未来日記 (ウンナンのホントコ!)
『未来日記』(みらいにっき)は、日本のTBS系列でかつて水曜日の21時台(日本時間)に放送されていたバラエティ番組『ウンナンのホントコ!』内の恋愛企画、およびそれをテーマとした映画。
概要
初対面の男女がスタッフから手渡された日記の通りに行動しながら、他の自由な時間も通し異性とコミュニケーションをとっていくという内容。出演者の感情などについては素のままを映し、その中で本当に恋愛感情が生まれるのかどうかを検証した。それまでの番組には無かった当時としては斬新なタイプのドキュメンタリーであった。[1]
いとうせいこう監修のもと脚本を内村光良などの番組出演者が手掛け、若者を中心に大ヒットした[1]。テーマソングに採用された多くの楽曲が大ヒットし、「TSUNAMI」(サザンオールスターズ)と「桜坂」(福山雅治)、「とまどい/SPECIAL THANKS」(GLAY)の3作品がミリオンセラーを達成。2000年のオリコン年間シングルランキングで未来日記のテーマソングが年間1位・2位を独占する結果となった。
企画当初は同時期に放送されていたウンナンの気分は上々。での企画として発案された。『ドラえもん』のひみつ道具「あらかじめ日記」からスタッフが着想を得たものである。劇場映画版が2000年8月26日に松竹系劇場にて公開され、ヒット作となった。
2000年には台湾など世界21カ国で放送され、米国では "The Future Diary" のタイトルで、オリジナル版が制作された(日記を渡すウェイター役で、南原清隆がゲスト出演した)。
人気企画ではあったものの「やらせ演出ではないか」という意見も放送当時から存在しており[1]、当番組ディレクター自らやらせ番組と称するレベルの内容だった。また、この企画のパロディも多く存在し、ラジオ番組でゆずとaikoによる『メライ日記』なるものもあった。
---*---
__課題__.
- 1) 読解文の一文「劇場映画版が2000年8月26日に松竹系劇場にて公開され、ヒット作となった。」を英語に訳せ。
- 2) 読解文のうち、"企画当初は同時期に放送されて"から"ライ日記』なるものもあった。"までを、その両端も含めて一字一句変えずに書き写してください。
次のリストは別の出典から取ったものだ。

__提供データ__.
---*---
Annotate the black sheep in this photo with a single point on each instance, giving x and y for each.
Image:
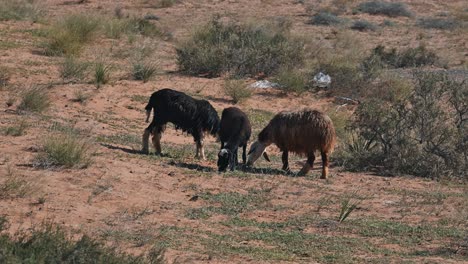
(195, 117)
(234, 131)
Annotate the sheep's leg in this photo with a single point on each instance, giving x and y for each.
(285, 160)
(325, 162)
(244, 157)
(157, 141)
(146, 134)
(309, 165)
(200, 150)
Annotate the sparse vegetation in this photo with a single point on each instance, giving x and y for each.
(363, 25)
(34, 99)
(101, 73)
(421, 134)
(17, 129)
(240, 50)
(325, 19)
(51, 244)
(4, 77)
(391, 9)
(438, 23)
(68, 35)
(292, 80)
(64, 150)
(20, 10)
(411, 57)
(237, 90)
(143, 71)
(73, 70)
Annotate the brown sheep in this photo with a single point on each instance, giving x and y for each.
(302, 132)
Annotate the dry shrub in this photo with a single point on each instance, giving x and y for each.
(423, 133)
(238, 49)
(237, 90)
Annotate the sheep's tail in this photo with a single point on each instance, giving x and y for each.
(329, 137)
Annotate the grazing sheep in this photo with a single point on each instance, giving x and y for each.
(196, 117)
(302, 132)
(234, 131)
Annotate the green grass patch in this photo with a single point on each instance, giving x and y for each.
(51, 244)
(237, 90)
(34, 99)
(20, 10)
(16, 130)
(391, 9)
(68, 35)
(64, 150)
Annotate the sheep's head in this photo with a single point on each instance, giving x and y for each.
(224, 157)
(256, 150)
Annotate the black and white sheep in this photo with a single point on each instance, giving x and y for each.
(302, 132)
(193, 116)
(234, 131)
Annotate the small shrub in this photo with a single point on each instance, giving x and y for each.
(291, 80)
(4, 77)
(143, 71)
(347, 207)
(20, 10)
(164, 3)
(80, 96)
(34, 99)
(114, 28)
(363, 25)
(325, 19)
(411, 57)
(16, 130)
(73, 70)
(422, 133)
(237, 90)
(101, 73)
(438, 23)
(384, 8)
(51, 244)
(143, 27)
(68, 35)
(64, 150)
(242, 50)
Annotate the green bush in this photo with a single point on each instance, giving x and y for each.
(17, 129)
(73, 70)
(34, 99)
(384, 8)
(4, 77)
(411, 57)
(241, 50)
(422, 134)
(438, 23)
(20, 10)
(101, 73)
(363, 25)
(325, 19)
(68, 35)
(51, 244)
(237, 90)
(292, 80)
(64, 150)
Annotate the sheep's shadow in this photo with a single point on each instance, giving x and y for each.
(191, 166)
(126, 150)
(267, 171)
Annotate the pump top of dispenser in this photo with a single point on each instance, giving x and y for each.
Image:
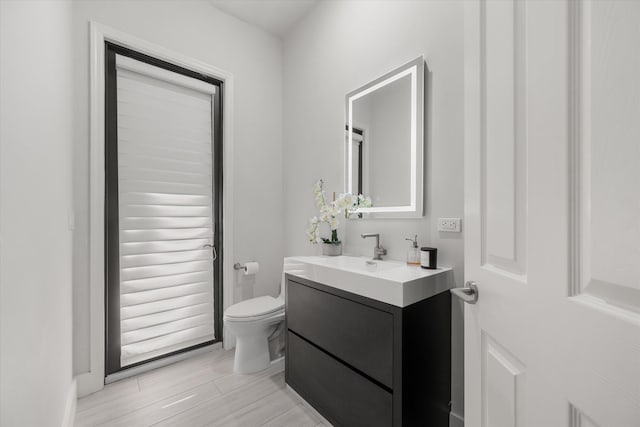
(414, 240)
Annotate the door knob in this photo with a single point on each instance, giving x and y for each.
(215, 253)
(468, 294)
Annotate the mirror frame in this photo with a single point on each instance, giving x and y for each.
(415, 209)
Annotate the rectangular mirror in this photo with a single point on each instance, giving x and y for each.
(385, 144)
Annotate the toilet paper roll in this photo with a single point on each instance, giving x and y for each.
(251, 268)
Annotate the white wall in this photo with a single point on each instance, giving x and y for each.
(36, 387)
(198, 30)
(340, 46)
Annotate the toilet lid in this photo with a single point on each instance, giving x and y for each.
(254, 307)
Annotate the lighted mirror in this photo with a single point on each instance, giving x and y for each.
(384, 142)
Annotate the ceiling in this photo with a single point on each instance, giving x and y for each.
(275, 16)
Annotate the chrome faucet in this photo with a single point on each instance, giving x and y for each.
(378, 251)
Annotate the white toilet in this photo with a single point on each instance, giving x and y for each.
(252, 322)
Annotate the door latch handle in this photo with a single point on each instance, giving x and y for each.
(215, 253)
(468, 294)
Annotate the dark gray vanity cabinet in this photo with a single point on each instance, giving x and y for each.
(362, 362)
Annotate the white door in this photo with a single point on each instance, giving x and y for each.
(164, 298)
(552, 209)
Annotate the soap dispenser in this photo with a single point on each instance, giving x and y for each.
(413, 253)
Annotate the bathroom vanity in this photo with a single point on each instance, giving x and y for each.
(369, 344)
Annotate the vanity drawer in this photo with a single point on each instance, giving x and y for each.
(359, 335)
(340, 394)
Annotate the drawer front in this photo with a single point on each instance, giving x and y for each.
(359, 335)
(343, 396)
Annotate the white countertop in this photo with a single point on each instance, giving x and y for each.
(391, 282)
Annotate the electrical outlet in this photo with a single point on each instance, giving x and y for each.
(449, 224)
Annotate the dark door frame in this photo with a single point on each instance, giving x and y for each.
(111, 211)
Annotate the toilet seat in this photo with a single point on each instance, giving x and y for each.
(254, 308)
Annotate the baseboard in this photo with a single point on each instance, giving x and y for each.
(70, 407)
(455, 420)
(89, 382)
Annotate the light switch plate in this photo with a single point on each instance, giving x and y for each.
(449, 224)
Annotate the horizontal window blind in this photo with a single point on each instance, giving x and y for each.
(165, 127)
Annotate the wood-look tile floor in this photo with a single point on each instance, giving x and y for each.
(201, 391)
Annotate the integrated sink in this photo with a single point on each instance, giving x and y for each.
(391, 282)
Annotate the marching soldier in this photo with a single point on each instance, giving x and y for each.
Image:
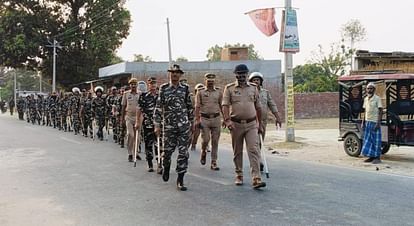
---*---
__各課題の解答__.
- 1) The theatrical film version was released in Shochiku-affiliated theaters on August 26, 2000, and became a hit.

- 2)
企画当初は同時期に放送されていたウンナンの気分は上々。での企画として発案された。『ドラえもん』のひみつ道具「あらかじめ日記」からスタッフが着想を得たものである。劇場映画版が2000年8月26日に松竹系劇場にて公開され、ヒット作となった。
2000年には台湾など世界21カ国で放送され、米国では "The Future Diary" のタイトルで、オリジナル版が制作された(日記を渡すウェイター役で、南原清隆がゲスト出演した)。
人気企画ではあったものの「やらせ演出ではないか」という意見も放送当時から存在しており[1]、当番組ディレクター自らやらせ番組と称するレベルの内容だった。また、この企画のパロディも多く存在し、ラジオ番組でゆずとaikoによる『メライ日記』なるものもあった。